#### TEXT UNDER STUDY
-- Opening Marker --

Jack Cardiff, as documented in 'Cameraman,' created astonishingly painterly expressions of pure emotion in form and color.

Cinematographer Cardiff's Eye Prized in 'Cameraman' Doc

Dennis Harvey July 29, 2011

Called by one of the directors who frequently requested his services “Probably the greatest color photographer who ever lived,” Jack Cardiff made his mark not just as cinematographer for several among the most gorgeous movies ever made. Looking at imagery from his most famous collaboration—with Michael Powell and Emeric Pressburger, the most sophisticated and adventuresome filmmaking team of Britain's immediate postwar era—there's no sneezing at his referencing Van Gogh, Vermeer and Turner as specific inspirations.

Their three features together, fantasy romance Stairway to Heaven (1946), intensely erotic yet tasteful nun drama Black Narcissus (1947) and that most famous of all ballet films, The Red Shoes (1948), are astonishingly painterly expressions of pure emotion in form and color. Admittedly, the writing-directing duo's sensibility encouraged Cardiff to push the expressionistic visual envelope, moving beyond Hollywood literalism to incorporate elements of fantasy and ideas from Freud. But Cardiff was equally at home in entirely different types of assignments, from documentaries (where his photographic career began) to ornate costume dramas and action epics, intimate indie drama and pure star vehicle.

-- Closing Marker --

#### PROBLEMS TO WORK ON
A. Decide whether each statement agrees with the Cardiff article, answering yes or no and quoting the deciding words: (i) Stairway to Heaven came out in 1946; (ii) Cardiff's photographic career began in costume dramas; (iii) Cardiff named Van Gogh, Vermeer and Turner as specific inspirations.
B. Print the stretch of the Cardiff article from "Called by one" through "as specific inspirations.".

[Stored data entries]
-- Opening Marker --

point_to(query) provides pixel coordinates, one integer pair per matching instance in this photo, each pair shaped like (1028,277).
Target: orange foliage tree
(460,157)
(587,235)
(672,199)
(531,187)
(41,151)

-- Closing Marker --

#### RESPONSES BY TASK
A.
(i) Yes: "fantasy romance Stairway to Heaven (1946)"
(ii) No: "from documentaries (where his photographic career began)"
(iii) Yes: "his referencing Van Gogh, Vermeer and Turner as specific inspirations"

B.
Called by one of the directors who frequently requested his services “Probably the greatest color photographer who ever lived,” Jack Cardiff made his mark not just as cinematographer for several among the most gorgeous movies ever made. Looking at imagery from his most famous collaboration—with Michael Powell and Emeric Pressburger, the most sophisticated and adventuresome filmmaking team of Britain's immediate postwar era—there's no sneezing at his referencing Van Gogh, Vermeer and Turner as specific inspirations.